----- Recorded information -----
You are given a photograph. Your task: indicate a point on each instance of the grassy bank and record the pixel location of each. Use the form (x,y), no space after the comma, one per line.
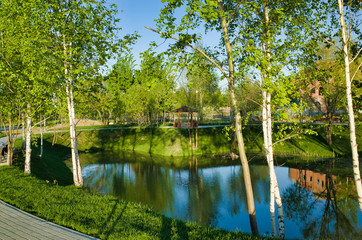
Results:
(100,216)
(175,142)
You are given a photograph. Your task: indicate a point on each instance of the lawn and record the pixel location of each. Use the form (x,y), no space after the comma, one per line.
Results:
(105,217)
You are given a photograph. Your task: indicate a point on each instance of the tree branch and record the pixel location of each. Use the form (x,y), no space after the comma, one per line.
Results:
(197,49)
(356,71)
(315,33)
(232,15)
(359,51)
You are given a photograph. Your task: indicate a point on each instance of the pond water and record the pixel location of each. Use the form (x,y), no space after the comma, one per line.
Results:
(315,204)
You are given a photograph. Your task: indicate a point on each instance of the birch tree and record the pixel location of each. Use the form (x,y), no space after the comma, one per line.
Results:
(348,59)
(219,15)
(84,36)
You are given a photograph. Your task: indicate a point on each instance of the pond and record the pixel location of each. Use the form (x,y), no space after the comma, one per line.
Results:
(315,204)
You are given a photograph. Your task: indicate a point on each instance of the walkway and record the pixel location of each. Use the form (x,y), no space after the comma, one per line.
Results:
(17,224)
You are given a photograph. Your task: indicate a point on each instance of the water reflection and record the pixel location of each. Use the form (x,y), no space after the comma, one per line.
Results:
(323,205)
(216,195)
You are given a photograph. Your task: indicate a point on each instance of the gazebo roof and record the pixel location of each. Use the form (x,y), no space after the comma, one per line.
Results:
(185,109)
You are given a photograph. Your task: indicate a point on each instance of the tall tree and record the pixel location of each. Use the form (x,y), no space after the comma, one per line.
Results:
(83,34)
(348,59)
(219,15)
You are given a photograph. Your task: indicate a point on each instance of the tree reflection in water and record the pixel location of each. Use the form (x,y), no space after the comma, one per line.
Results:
(215,195)
(323,205)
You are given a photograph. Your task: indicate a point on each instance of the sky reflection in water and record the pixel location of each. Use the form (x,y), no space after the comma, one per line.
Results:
(216,196)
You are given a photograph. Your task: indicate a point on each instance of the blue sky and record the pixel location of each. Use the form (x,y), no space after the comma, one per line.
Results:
(136,14)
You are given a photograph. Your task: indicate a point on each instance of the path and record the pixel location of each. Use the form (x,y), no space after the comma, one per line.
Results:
(17,224)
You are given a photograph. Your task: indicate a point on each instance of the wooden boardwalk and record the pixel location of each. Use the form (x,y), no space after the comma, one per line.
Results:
(17,224)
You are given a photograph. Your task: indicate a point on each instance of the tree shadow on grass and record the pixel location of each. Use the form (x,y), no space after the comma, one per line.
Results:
(173,229)
(51,166)
(108,230)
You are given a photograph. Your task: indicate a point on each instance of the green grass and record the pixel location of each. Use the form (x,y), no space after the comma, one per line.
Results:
(101,216)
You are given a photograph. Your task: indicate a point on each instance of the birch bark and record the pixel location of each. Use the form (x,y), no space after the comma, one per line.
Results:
(268,141)
(239,135)
(77,171)
(27,142)
(352,127)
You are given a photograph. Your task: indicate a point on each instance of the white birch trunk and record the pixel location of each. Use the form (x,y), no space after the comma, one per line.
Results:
(23,145)
(41,139)
(9,158)
(352,127)
(28,142)
(238,132)
(268,145)
(77,171)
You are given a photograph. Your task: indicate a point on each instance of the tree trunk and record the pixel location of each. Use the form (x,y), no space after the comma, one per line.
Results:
(268,142)
(23,145)
(28,142)
(352,127)
(9,158)
(41,138)
(77,171)
(239,135)
(329,130)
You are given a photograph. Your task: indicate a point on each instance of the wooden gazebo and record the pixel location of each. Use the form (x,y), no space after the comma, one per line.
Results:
(180,121)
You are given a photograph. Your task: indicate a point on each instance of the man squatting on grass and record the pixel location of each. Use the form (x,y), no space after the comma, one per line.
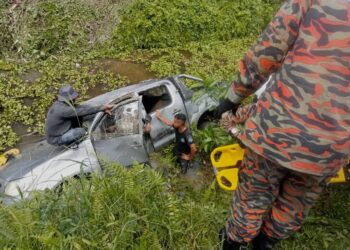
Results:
(184,149)
(298,135)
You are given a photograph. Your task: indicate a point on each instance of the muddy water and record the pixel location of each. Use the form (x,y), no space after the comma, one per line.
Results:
(134,72)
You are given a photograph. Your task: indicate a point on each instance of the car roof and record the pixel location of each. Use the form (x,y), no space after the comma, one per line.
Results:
(112,95)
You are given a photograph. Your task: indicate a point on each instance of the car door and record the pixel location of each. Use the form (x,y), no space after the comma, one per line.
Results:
(161,134)
(119,137)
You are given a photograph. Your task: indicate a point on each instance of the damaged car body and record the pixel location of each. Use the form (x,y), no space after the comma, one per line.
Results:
(118,137)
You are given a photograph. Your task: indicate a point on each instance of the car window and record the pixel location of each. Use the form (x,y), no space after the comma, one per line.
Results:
(156,98)
(123,121)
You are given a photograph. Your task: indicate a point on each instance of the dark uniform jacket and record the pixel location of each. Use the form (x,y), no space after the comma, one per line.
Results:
(63,116)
-----
(What is being asked):
The records above must be copied exactly, with no pictures carried over.

(Output below):
You are given a photograph. Your task: indicate a point on each instance of the grassy bank and record the pixel location of each. Use the form (x,y), no space after the comma, one per line.
Results:
(100,216)
(175,142)
You are given a photograph. Your task: indicate a point on each instance of the lawn and record the pixel location of each. Use the form (x,y), no space after the comma, one per line.
Results:
(105,217)
You are given a photograph. Your task: indicate a point on each instance of the tree branch and record the pixel location of each. Use the form (x,y), no space after the comma, one per line.
Results:
(197,49)
(356,71)
(315,33)
(232,15)
(359,51)
You are given a photograph. Your task: indicate a point on each instance of the pond water and record the pixel location of each. Use the form (x,y), no space after the comma, one per line.
Results:
(315,204)
You are given a photograph. Your task: indicate a point on each instance of the birch tree and record the pixel location of each. Use the form (x,y), no space after the comma, one per line.
Results:
(348,59)
(219,15)
(84,36)
You are given a photograph. Your task: indicate a point on each instance of the pond and record the pixel location of each. Use the form (x,y), no space after the comma, one per line.
Results:
(315,204)
You are given a photograph. Your task: indicate a point on each instance of the walkway and record the pixel location of each. Use the form (x,y), no space after the comma, one per line.
Results:
(17,224)
You are given a photograph. Your task: indicate a point on each instance of the water reflection and record the pixel location of each. Use the form (x,y), no space after the comma, one per line.
Results:
(323,205)
(216,195)
You are given a photograph. Your task: indicate a point on each instance of the gazebo roof and record the pixel location of each. Use the form (x,y), no space after the comma, one per line.
Results:
(185,109)
You are given a photograph. Your task: indicate a point on each instance of the tall tree and record the pixel location of each. Use the form (x,y), no space after the comma, one per line.
Results:
(83,34)
(348,59)
(219,15)
You are given a photograph. Your task: indicate a point on each instance of the tree reflection in water and record the pixel location of each. Use the form (x,y), no space after the comma, one per line.
Results:
(215,195)
(323,205)
You are given a photograph. Your task: indicate a point on each instance of the sky reflection in water and record the pixel location of each. Use the form (x,y), no space after the comma, one per line.
Results:
(216,196)
You are given a photograph. Your task: indicate a point on each instance of the blue sky and record the pixel location of each. Use the form (x,y), no space after the comma, one per line.
Results:
(136,14)
You are given a photograph. Your task: indicate a point on each instance of the path and record the pixel location of each. Use the form (x,y), no space after the comma, one per line.
Results:
(17,224)
You are given a photograph. Your task: indicate a point on each instance of the wooden boardwalk and record the pixel location of each. Use the form (x,y), no space after the comma, one per line.
Results:
(17,224)
You are given a photograph. Your task: indicate a point on each instance of the tree shadow on grass and record the pixel location of each. Use the form (x,y), no space after the comma, one per line.
Results:
(173,229)
(51,166)
(108,230)
You are given a photograph. Your task: indicate a point on each instance of the green grass and record the pixel location of each. Use the form (x,y), no space after the comma, one per line.
Results:
(101,216)
You are given a photograph. Your task: indicate a point on each instance of the birch bark and record the pixel location of each. Use the form (x,y), no space after the comma, one per line.
Results:
(268,141)
(239,135)
(77,171)
(27,142)
(352,127)
You are given a photograph. Your task: indicate a point on each instance of the white birch trunk and record the pixel location of each. Use the form (x,y), no space after the comma, one per line.
Results:
(23,145)
(41,139)
(9,158)
(352,127)
(28,142)
(238,132)
(268,145)
(77,171)
You are given a photograph. Your task: indicate a point on each instance of the tree trunk and record the pixel location of each. Use the form (x,y), no space after the comma, one per line.
Results:
(268,142)
(23,145)
(28,142)
(352,127)
(9,158)
(41,138)
(77,171)
(239,135)
(329,130)
You are given a photograph. Your task: indicate a point on each instance of the wooden gazebo and record the pixel location of each. Use the form (x,y), no space after the comma, one per line.
Results:
(180,121)
You are given a photograph. Your task: indicate a point on each instance of the man squatting on grass and record the pixel location of each. Use the form (x,y), no space after the comma, one per line.
Results:
(184,149)
(298,135)
You are given a photograph. Your task: indicate a point on each instance of the muddy water and record the pixel location of each. Use the form (x,y), no space after the comma, one per line.
Results:
(134,72)
You are given a photograph. Your task: indicate a point on each instance of the car roof and record the pixel location of each. Use the form (x,y), no space after the comma, one per line.
Results:
(112,95)
You are given a photograph. Your task: indicate a point on each instance of the car door and record the pixel location of each. Use the form (x,y), no space after the comma, one per line.
Results:
(161,134)
(119,137)
You are given a photograph. Your task: indicate a point on each instance of the damaged car body and record the pixel location of each. Use the form (x,y), no space after the comma, one per line.
Results:
(118,137)
You are given a photograph. Your task: indicate a point on each instance of the car window and record the pixel location of each. Use the form (x,y), no space after the comma, one per line.
Results:
(156,98)
(123,121)
You are given a photograph. Your task: indicate a point on each instance of the dark uniform jacket and record the pixel location of each. Use the form (x,y), no space after the comma, one per line.
Results:
(63,116)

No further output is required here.